┌─ SELECTED EXCERPT
Question

find the formula for the graph below

Answer 1

any ideas?

Answer 2

2-4sin(3pix) ? @jdoe0001

Answer 3

hmmm what did you get for the period?

Answer 4

3pi

Answer 5

hmm well, is not \(3\pi\)

can you tell the amplitude of the function from the graph?

Answer 6

amp is 2 ..since +2=4 and -2 = 0

Answer 7

well, yes, is the sine function
it has an amplitude of "2"

it has a vertical shift upwards of 2, the "hub" went UP by 2

and it has a period of \(6\pi\)

so \(\bf y = Asin(Bx)+C\qquad
\textit{new period}=\cfrac{\textit{original period}}{B}
\\ \quad \\

{\color{blue}{ 6\pi = \cfrac{2\pi}{B}\implies B=\cfrac{2\pi}{6\pi}\implies B=\cfrac{\pi}{3}}}
\\ \quad \\
y = Asin(Bx)+C\implies y = 2sin\left(\frac{\pi}{3}x\right)+2\)

Answer 8

hmmm wait a sec.. dohh.. I kinda left the \(\pi\) there..

Answer 9

\(\bf y = Asin(Bx)+C\qquad
\textit{new period}=\cfrac{\textit{original period}}{B}
\\ \quad \\

{\color{blue}{ 6\pi = \cfrac{2\pi}{B}\implies B=\cfrac{2\pi}{6\pi}\implies B=\cfrac{1}{3}}}
\\ \quad \\
y = Asin(Bx)+C\implies y = 2sin\left(\frac{1}{3}x\right)+2\)

Answer 10

oh! i was doing it completely wrong with 2-4sin thank you!

Answer 11

yw
└─
┌─ SUPPLIED ENTRIES
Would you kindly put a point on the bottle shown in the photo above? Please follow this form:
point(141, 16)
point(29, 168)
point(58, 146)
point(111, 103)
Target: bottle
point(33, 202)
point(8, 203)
└─
■ TASK DIRECTIONS
Restate the paragraph in the thread that begins "well, yes, is the sine function" as one short sentence.

■ FINISHED TASK
It is a sine function with an amplitude of 2.